__PROBLEM__.
Below are the entries; output exactly the lines from the one containing "Can you see the reflection" through the final line, inclusive.

Lines of data:

--------------------------------

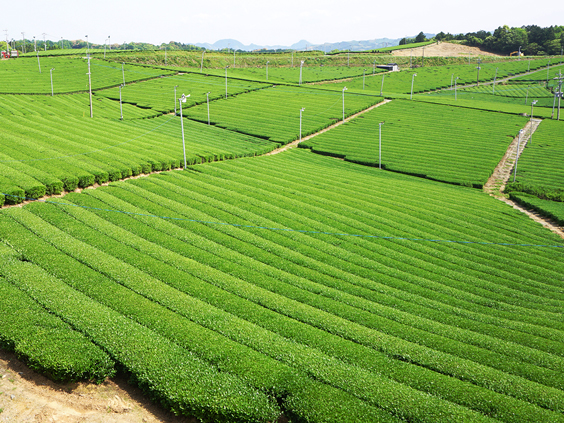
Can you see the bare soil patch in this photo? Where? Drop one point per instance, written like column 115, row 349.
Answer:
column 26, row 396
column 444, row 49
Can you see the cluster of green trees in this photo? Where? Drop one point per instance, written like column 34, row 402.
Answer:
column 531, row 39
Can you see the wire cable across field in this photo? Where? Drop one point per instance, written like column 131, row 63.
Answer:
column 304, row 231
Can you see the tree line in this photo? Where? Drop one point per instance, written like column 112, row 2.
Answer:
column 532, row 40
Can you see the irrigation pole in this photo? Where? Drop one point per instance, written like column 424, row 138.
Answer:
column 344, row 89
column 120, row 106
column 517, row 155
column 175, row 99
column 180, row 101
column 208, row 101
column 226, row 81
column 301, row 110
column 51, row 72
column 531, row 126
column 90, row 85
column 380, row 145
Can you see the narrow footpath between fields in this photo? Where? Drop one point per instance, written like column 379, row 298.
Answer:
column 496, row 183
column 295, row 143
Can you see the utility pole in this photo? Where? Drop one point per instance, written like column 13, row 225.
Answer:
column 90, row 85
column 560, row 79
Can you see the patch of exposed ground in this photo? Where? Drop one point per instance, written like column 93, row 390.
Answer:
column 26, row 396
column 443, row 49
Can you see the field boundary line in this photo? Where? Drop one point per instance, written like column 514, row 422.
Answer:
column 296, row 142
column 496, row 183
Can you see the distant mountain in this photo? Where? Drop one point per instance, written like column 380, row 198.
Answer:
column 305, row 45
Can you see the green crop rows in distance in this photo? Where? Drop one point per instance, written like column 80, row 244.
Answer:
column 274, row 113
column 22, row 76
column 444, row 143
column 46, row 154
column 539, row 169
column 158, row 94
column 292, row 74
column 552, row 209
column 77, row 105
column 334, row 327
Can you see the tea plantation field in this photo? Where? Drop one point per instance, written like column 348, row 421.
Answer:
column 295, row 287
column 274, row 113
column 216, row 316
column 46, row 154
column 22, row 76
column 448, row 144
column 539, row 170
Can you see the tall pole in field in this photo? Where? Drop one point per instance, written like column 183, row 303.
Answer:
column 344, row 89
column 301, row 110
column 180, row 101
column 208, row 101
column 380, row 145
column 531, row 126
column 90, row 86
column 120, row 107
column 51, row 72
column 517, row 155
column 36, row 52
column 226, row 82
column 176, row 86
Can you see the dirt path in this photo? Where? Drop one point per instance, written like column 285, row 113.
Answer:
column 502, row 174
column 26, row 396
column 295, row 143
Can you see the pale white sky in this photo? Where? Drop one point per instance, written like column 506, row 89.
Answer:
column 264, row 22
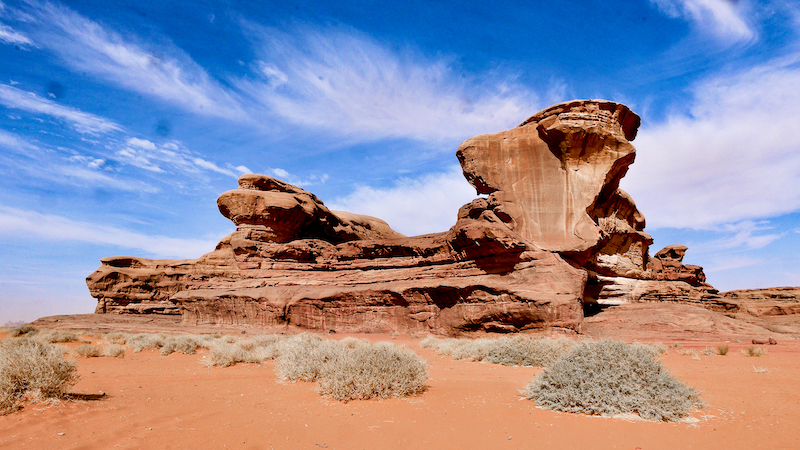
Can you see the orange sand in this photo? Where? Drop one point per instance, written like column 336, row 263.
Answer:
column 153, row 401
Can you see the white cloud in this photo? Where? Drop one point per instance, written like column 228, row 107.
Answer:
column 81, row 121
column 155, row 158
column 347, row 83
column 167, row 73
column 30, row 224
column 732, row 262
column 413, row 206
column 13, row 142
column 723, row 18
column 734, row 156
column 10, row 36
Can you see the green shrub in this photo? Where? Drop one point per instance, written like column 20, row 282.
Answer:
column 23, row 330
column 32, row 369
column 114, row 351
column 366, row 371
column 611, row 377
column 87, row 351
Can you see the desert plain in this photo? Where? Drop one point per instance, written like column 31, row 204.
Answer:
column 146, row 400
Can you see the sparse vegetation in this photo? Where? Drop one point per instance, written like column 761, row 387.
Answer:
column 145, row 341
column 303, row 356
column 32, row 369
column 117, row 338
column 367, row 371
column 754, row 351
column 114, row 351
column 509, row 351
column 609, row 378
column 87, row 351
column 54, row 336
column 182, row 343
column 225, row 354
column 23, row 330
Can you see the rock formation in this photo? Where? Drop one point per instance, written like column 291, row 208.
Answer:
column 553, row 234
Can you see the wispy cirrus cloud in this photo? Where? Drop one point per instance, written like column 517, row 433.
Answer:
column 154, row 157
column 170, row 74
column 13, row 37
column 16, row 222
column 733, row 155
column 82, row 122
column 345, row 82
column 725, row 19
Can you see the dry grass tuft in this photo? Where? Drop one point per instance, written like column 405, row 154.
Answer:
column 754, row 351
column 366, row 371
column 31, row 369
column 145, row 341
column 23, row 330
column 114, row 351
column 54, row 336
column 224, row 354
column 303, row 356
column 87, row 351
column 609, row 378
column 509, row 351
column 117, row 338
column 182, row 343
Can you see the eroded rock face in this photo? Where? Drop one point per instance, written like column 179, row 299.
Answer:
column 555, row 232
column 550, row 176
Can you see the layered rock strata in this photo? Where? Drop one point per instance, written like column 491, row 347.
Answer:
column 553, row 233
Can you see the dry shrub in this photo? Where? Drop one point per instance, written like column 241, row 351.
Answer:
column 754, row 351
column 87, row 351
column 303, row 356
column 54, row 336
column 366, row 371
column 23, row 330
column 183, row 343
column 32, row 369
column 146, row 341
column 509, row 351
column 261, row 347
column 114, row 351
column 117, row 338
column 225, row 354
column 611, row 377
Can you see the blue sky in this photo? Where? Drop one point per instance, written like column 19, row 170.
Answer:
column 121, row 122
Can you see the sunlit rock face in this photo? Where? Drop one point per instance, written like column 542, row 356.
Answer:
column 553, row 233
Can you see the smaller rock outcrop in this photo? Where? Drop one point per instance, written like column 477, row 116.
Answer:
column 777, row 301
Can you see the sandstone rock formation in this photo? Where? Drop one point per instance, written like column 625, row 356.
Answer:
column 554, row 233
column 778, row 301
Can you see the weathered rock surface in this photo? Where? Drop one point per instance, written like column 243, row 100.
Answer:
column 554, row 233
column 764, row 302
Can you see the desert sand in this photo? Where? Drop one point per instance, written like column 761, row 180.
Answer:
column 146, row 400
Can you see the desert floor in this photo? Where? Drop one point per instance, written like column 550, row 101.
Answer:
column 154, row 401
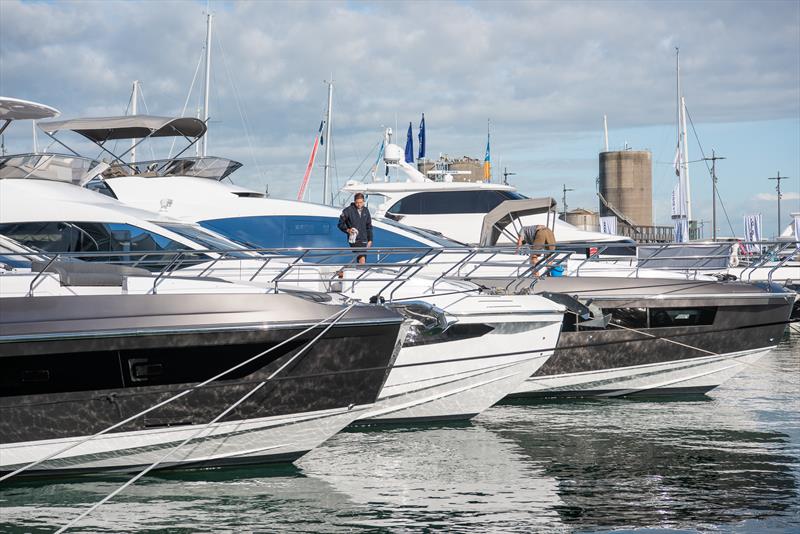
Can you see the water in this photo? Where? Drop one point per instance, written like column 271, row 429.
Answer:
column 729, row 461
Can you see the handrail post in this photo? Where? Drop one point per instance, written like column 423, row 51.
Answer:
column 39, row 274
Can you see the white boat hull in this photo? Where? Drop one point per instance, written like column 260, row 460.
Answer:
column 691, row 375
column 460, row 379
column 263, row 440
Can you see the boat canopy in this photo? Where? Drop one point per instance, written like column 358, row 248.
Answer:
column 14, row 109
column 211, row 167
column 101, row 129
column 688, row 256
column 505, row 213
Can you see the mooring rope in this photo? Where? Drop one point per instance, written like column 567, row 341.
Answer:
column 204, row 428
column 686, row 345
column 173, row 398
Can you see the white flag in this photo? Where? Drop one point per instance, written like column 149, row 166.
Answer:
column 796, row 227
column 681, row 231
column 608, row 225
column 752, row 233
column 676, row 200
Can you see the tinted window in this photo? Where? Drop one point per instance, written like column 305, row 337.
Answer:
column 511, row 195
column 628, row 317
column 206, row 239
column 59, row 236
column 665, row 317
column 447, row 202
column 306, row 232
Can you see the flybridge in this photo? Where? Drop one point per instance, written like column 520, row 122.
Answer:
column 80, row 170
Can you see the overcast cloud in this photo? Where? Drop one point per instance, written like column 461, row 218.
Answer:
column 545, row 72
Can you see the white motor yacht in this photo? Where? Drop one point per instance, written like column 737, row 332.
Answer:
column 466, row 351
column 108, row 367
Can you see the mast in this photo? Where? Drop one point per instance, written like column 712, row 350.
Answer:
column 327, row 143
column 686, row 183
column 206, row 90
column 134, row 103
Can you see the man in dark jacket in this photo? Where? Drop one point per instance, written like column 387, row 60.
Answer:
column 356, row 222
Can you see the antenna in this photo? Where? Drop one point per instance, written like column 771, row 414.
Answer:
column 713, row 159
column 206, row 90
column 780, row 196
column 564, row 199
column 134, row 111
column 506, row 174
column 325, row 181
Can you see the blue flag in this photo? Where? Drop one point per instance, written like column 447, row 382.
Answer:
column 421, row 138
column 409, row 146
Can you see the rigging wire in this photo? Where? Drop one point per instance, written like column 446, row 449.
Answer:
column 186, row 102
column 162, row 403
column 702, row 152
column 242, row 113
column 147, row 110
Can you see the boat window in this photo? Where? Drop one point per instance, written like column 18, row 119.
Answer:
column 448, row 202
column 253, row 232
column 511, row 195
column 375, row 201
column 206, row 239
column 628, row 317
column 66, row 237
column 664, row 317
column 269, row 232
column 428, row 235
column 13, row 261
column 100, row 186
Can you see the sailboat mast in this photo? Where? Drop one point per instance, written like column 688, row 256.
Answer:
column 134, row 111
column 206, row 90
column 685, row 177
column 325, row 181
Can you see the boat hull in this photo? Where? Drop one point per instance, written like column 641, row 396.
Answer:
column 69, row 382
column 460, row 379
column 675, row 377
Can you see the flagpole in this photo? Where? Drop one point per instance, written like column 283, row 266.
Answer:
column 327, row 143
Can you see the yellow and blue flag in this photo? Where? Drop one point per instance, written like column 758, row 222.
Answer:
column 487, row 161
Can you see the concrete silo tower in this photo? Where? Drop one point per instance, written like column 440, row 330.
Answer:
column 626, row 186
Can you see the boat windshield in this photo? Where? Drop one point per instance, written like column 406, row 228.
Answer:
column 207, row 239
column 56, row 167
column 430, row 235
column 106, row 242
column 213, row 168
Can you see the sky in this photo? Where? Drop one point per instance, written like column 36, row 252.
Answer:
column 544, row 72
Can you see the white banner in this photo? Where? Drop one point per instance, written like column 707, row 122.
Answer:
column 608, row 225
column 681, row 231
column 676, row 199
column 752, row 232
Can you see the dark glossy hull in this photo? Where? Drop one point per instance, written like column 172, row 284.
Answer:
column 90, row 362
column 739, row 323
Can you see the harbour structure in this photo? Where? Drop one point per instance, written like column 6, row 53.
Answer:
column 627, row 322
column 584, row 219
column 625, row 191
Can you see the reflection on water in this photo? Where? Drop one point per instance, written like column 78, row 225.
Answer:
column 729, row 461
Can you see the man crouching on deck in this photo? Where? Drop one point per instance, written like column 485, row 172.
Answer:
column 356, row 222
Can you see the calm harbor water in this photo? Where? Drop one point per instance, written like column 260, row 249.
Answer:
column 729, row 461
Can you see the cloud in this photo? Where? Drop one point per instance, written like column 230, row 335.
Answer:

--------------------------------

__EXPECTED ANSWER__.
Can you see the reflection on water in this photo? Where? Drop one point per instance, written like column 78, row 225.
Answer:
column 729, row 461
Can you see the man crouching on deck in this photo? Where? Drop one point per instance, written like column 485, row 172.
Answer:
column 356, row 222
Can you see the calm harbor water in this photo? Where? Drop one point per instance, written like column 260, row 249.
Answer:
column 729, row 461
Can you see the cloud in this photo? Where? Drop one point per instance, written like column 230, row 335.
Answer:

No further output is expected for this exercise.